§ **PROBLEM**
Set down exactly, from the records below, the line with "Question. Give the pixel coordinates of a point on the evergreen" through the line with "output x=835, y=550.", and nothing else.

[Stored data entries]
-- Opening Marker --

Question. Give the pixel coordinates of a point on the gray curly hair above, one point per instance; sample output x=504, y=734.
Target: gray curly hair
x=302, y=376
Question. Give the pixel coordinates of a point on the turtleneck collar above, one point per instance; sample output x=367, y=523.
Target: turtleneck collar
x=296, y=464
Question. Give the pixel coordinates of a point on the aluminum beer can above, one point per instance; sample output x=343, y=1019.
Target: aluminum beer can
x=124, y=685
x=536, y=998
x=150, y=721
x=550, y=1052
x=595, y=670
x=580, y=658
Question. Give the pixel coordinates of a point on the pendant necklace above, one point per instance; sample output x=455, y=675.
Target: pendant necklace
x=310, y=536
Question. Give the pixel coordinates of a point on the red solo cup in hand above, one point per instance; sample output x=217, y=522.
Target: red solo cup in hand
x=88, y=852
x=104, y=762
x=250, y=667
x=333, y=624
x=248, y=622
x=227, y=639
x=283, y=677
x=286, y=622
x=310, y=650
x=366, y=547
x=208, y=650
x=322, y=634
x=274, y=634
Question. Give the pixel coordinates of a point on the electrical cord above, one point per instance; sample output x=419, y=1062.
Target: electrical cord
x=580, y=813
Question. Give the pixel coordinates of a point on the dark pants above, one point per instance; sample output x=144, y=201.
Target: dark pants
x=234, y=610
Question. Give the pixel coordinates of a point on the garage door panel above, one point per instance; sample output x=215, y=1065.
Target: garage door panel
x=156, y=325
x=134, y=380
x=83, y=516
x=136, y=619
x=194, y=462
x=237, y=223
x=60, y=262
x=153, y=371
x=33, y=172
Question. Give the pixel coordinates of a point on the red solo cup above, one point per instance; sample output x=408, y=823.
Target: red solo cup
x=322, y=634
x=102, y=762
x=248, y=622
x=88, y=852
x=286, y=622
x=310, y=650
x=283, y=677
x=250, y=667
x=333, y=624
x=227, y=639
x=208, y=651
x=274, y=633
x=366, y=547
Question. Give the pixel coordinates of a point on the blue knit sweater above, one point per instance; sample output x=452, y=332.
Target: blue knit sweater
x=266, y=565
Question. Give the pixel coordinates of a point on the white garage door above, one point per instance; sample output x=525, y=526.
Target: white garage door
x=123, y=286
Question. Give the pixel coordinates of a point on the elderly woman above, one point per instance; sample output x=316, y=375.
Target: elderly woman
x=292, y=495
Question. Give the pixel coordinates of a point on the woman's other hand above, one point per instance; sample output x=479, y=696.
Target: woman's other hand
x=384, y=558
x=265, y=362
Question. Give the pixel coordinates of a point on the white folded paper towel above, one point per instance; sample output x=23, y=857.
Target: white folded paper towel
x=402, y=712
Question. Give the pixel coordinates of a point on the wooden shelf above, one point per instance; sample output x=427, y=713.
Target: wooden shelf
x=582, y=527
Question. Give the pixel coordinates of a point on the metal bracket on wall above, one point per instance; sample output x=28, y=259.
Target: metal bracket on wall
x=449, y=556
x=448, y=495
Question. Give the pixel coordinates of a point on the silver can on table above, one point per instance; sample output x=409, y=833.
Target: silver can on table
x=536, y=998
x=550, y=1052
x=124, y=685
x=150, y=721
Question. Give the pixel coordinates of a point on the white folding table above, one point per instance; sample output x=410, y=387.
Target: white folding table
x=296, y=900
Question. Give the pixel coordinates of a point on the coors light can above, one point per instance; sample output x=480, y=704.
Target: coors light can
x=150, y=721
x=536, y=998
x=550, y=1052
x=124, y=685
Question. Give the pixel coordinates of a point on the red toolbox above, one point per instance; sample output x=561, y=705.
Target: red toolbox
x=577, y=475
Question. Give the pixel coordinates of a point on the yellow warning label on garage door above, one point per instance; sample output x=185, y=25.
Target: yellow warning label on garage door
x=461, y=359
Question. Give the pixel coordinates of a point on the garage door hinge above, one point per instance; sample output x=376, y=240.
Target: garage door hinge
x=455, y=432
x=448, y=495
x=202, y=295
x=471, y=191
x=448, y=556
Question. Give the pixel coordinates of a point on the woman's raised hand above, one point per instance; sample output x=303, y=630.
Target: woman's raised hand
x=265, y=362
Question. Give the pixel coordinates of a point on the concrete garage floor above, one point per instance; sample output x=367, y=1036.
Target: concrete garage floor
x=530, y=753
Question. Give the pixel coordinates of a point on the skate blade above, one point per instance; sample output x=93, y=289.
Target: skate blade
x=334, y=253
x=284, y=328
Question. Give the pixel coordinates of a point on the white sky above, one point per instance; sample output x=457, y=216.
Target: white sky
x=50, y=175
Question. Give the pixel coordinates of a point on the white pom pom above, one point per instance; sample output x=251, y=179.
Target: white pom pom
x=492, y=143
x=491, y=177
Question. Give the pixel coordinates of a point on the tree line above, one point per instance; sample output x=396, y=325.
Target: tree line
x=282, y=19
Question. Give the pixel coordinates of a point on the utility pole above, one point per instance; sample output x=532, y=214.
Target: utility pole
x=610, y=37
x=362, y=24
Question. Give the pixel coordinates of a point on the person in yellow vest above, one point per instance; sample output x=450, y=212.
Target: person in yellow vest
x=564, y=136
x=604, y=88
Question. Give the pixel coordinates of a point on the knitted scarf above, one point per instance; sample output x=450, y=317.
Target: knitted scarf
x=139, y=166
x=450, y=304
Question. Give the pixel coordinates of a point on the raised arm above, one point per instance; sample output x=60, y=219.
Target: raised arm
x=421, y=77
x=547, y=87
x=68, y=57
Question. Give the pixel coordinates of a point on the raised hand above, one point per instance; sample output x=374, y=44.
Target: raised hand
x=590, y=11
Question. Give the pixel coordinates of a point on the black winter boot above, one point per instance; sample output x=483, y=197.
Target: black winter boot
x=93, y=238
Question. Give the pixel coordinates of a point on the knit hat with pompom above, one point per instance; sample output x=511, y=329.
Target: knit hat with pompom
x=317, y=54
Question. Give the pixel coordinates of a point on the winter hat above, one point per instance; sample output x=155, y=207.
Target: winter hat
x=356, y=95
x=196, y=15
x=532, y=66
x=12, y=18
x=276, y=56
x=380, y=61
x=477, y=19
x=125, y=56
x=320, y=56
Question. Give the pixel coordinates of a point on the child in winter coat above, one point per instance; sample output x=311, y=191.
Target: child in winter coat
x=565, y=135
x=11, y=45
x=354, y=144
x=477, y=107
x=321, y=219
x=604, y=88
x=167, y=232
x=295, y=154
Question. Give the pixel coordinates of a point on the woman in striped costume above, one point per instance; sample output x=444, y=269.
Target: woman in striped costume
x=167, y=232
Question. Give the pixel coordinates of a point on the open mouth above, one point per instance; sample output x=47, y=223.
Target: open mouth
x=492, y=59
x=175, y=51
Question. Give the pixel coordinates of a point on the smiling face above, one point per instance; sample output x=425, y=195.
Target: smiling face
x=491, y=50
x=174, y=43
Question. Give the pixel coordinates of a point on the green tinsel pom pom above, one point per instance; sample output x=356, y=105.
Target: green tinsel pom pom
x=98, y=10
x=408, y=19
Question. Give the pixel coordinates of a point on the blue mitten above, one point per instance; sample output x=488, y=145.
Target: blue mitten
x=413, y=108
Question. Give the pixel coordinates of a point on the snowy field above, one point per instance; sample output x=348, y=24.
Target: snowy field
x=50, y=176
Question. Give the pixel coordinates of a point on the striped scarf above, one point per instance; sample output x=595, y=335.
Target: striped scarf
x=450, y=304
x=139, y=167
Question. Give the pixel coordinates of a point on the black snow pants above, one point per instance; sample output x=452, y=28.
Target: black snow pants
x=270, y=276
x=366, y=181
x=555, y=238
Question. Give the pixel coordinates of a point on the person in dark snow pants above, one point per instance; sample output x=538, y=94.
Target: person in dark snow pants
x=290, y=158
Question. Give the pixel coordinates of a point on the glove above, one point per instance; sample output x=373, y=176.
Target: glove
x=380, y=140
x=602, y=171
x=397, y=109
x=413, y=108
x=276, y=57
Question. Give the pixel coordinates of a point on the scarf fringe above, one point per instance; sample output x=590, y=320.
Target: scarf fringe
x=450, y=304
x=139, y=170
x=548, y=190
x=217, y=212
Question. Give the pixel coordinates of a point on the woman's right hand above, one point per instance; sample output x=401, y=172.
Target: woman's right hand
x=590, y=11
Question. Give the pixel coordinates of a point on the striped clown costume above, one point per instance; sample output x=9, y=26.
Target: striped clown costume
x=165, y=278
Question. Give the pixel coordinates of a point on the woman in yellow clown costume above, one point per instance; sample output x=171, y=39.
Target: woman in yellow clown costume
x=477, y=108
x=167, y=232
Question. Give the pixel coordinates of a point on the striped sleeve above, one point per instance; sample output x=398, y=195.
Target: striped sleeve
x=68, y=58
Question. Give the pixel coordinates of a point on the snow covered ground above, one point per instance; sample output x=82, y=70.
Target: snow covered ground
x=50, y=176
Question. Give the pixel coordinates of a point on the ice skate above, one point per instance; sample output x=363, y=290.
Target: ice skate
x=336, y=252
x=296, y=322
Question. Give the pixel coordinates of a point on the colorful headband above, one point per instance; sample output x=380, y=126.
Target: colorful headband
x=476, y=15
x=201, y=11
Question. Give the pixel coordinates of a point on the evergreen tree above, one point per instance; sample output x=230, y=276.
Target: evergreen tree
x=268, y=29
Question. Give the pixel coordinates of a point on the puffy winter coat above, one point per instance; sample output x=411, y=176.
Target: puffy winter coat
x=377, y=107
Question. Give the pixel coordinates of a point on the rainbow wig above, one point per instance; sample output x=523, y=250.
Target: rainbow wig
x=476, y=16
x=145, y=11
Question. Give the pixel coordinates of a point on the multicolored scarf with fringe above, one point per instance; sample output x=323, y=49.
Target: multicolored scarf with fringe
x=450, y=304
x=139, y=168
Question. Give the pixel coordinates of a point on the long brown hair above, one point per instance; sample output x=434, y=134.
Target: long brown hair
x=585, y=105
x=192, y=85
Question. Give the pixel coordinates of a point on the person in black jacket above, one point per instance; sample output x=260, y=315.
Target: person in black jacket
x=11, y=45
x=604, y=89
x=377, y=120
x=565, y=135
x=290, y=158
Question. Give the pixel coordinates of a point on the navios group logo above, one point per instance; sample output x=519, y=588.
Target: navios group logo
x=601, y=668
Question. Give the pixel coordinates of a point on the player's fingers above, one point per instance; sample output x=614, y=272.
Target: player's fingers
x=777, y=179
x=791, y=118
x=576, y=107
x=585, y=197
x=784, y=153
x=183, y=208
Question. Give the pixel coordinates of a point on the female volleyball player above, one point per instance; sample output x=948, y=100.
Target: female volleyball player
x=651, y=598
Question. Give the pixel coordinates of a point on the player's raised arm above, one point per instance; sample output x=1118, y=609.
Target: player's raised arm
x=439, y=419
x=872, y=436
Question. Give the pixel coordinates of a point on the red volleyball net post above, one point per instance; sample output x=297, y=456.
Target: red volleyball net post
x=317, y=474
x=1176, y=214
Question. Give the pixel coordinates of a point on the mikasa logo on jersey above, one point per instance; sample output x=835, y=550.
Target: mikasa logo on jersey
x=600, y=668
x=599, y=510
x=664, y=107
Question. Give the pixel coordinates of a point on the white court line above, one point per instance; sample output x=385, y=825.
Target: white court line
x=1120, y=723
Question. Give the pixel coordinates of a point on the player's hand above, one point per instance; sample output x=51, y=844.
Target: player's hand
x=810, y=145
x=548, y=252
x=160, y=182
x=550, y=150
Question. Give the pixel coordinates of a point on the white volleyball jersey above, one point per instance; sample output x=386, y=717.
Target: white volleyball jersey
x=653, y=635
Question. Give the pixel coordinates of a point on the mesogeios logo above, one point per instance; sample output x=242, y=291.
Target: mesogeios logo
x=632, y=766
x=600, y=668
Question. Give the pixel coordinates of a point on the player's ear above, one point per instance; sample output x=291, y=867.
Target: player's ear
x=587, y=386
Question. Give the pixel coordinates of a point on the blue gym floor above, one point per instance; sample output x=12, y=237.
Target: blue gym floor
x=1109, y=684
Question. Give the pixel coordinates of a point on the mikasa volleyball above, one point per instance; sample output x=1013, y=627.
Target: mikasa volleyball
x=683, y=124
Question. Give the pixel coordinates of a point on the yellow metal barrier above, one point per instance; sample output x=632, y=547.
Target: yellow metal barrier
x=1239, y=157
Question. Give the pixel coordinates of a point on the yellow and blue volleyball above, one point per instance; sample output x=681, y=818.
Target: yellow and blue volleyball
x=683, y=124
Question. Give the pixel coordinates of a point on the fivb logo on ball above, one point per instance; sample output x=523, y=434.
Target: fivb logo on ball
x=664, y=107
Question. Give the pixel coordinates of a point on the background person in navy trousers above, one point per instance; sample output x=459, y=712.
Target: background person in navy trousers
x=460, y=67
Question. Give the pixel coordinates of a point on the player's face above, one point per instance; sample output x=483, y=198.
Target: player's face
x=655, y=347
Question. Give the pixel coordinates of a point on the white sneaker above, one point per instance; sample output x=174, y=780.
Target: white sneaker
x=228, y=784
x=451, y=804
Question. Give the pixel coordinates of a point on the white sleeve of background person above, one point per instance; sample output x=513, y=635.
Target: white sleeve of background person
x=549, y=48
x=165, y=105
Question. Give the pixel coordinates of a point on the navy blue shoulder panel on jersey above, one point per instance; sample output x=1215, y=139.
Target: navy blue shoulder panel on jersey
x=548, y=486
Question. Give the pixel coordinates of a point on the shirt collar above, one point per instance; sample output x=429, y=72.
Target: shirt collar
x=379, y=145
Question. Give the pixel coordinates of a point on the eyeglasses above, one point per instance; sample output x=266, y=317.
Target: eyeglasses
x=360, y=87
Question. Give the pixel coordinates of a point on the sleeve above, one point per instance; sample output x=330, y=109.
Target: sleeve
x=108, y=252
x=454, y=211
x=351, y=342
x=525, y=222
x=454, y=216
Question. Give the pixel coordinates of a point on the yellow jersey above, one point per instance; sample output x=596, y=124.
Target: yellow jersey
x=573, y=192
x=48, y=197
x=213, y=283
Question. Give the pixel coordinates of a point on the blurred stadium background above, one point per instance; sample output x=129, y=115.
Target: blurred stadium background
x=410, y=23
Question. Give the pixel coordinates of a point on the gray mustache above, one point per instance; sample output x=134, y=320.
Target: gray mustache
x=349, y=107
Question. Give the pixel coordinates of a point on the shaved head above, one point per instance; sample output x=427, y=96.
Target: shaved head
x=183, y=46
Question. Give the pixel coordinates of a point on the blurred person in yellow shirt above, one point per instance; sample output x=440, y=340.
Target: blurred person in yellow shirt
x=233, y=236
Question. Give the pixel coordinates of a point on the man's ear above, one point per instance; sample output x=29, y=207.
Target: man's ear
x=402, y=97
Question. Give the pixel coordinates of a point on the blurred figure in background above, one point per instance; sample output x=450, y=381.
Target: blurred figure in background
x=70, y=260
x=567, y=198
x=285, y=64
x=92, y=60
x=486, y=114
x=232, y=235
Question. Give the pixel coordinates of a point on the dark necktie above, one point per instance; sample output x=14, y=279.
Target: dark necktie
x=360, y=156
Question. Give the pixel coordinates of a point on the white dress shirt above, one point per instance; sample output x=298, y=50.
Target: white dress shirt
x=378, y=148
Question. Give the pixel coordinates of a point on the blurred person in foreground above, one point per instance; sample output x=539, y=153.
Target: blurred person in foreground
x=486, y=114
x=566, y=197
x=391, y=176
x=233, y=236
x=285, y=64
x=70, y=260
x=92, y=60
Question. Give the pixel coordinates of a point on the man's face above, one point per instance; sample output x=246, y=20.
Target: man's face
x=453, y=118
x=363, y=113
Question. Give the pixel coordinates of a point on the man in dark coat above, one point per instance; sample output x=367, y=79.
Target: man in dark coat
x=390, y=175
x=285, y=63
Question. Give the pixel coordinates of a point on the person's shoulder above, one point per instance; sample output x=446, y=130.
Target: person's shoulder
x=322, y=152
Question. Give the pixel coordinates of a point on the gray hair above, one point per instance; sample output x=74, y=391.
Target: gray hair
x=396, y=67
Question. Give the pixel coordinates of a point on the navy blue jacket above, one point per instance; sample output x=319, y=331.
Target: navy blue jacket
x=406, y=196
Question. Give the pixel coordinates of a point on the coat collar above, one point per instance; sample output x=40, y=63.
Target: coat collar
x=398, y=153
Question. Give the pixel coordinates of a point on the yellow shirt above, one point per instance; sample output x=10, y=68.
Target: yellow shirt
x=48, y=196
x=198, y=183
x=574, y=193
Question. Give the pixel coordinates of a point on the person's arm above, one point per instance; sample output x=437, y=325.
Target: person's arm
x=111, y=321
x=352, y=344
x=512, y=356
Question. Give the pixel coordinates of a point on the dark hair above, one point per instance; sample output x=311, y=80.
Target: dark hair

-- Closing Marker --

§ **SOLVED PROBLEM**
Question. Give the pixel coordinates of a point on the evergreen tree above, one point per instance; sample output x=230, y=276.
Target: evergreen tree
x=268, y=29
Question. Give the pixel coordinates of a point on the puffy winter coat above, one point per instance; sample output x=411, y=176.
Target: puffy winter coat
x=377, y=107
Question. Give the pixel coordinates of a point on the rainbow wig above, one point per instance; sample output x=523, y=250.
Target: rainbow wig
x=476, y=16
x=145, y=11
Question. Give the pixel coordinates of a point on the multicolored scarf with fringe above, one point per instance; sample output x=323, y=49.
Target: multicolored scarf with fringe
x=450, y=304
x=139, y=168
Question. Give the pixel coordinates of a point on the long brown hair above, one point per instance; sample output x=434, y=134.
Target: long brown hair
x=585, y=105
x=192, y=85
Question. Give the pixel coordinates of a point on the person in black jacket above, one point per instance; sample output x=260, y=315.
Target: person in black jacket
x=11, y=45
x=604, y=89
x=377, y=120
x=565, y=135
x=290, y=158
Question. Give the pixel coordinates of a point on the navios group logo above, one point per instance; sample output x=519, y=588.
Target: navios group logo
x=601, y=668
Question. Give the pixel coordinates of a point on the player's fingers above, one point per instance; sample output x=614, y=272.
Target: player's fingers
x=777, y=179
x=791, y=118
x=576, y=107
x=585, y=197
x=784, y=153
x=183, y=208
Question. Give the pixel coordinates of a point on the female volleyball player above, one point per instance; sample output x=948, y=100.
Target: female volleyball player
x=651, y=598
Question. Give the pixel coordinates of a point on the player's raised arm above, one point per instance; sample output x=1118, y=609.
Target: player's raised arm
x=439, y=419
x=872, y=436
Question. Give the pixel coordinates of a point on the red volleyball net post above, one point per instance; sample output x=297, y=456.
Target: red volleyball net post
x=317, y=474
x=1176, y=214
Question. Give the pixel coordinates of a point on the mikasa logo on jersey above, one point per instance; sample output x=835, y=550.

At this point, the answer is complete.